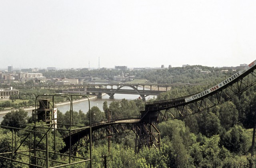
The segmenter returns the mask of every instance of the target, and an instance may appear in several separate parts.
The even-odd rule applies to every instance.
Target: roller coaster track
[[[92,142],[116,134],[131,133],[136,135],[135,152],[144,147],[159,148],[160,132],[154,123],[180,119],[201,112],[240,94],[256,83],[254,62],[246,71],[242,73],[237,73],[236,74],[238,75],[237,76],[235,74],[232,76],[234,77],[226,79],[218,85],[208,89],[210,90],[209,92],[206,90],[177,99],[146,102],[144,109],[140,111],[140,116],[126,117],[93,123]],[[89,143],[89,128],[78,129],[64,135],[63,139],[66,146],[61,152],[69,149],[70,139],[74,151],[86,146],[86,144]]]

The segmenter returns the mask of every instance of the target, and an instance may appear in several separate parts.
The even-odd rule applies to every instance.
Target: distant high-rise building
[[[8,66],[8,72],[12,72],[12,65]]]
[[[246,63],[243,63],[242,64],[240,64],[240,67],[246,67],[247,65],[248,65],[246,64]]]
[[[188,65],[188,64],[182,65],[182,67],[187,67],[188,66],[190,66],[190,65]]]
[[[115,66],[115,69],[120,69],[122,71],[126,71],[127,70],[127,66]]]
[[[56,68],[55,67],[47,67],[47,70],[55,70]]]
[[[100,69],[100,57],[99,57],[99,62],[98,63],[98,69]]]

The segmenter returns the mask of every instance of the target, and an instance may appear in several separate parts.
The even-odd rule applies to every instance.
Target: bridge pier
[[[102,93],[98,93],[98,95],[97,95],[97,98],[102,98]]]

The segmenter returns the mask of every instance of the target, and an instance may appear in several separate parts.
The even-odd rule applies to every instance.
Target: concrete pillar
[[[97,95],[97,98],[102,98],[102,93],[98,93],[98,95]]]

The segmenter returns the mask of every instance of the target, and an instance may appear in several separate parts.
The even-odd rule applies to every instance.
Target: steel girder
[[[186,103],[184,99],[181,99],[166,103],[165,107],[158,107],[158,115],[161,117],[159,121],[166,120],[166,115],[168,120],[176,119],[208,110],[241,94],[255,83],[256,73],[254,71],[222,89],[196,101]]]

WORK TO DO:
Reproduce all of the records above verbatim, omitting the pictures.

RESPONSE:
The segmenter returns the mask of every instance of the target, and an instance may appear in several separate parts.
The even-odd rule applies to every instance.
Target: roller coaster track
[[[92,142],[116,134],[131,133],[136,135],[135,152],[144,147],[159,148],[160,132],[154,123],[180,119],[201,112],[240,94],[256,83],[254,62],[246,71],[242,73],[237,73],[236,74],[238,75],[237,76],[235,74],[232,76],[234,77],[226,79],[218,85],[208,89],[210,90],[209,92],[206,90],[177,99],[146,102],[144,109],[140,111],[140,116],[126,117],[93,123]],[[89,143],[89,128],[78,129],[64,135],[63,139],[66,146],[61,152],[69,149],[70,139],[74,151],[86,146],[86,144]]]

The segmenter returns the mask of every instance of the target, and an instance may appear in several separate parts.
The even-odd rule applies to every instance.
Target: distant high-rise building
[[[8,66],[8,72],[12,72],[12,65]]]
[[[246,63],[243,63],[242,64],[240,64],[240,67],[246,67],[247,65],[248,65],[246,64]]]
[[[188,65],[188,64],[182,65],[182,67],[187,67],[188,66],[190,66],[190,65]]]
[[[115,66],[115,69],[120,69],[122,71],[126,71],[127,70],[127,66]]]
[[[56,68],[55,67],[47,67],[47,70],[55,70]]]
[[[100,69],[100,57],[99,57],[99,62],[98,63],[98,69]]]

The segmenter returns the mask of every instance of the target, and an instance may appear in several separate parts.
The even-odd rule applies to every instance.
Target: bridge pier
[[[102,93],[98,93],[98,95],[97,95],[97,98],[102,98]]]

The segmenter returns the mask of every instance of the target, and an instance may appear in several separate parts.
The even-odd rule applies to every instance.
Target: concrete pillar
[[[97,95],[97,98],[102,98],[102,93],[98,93],[98,95]]]

The segmenter returns the mask of every instance of the target, and an instance may appear in several separate parts.
The even-odd rule applies to every instance.
Target: steel girder
[[[186,103],[184,99],[181,99],[166,103],[165,107],[158,107],[158,115],[161,117],[159,121],[166,120],[166,115],[168,120],[176,119],[208,110],[241,94],[255,83],[256,73],[254,71],[222,89],[196,101]]]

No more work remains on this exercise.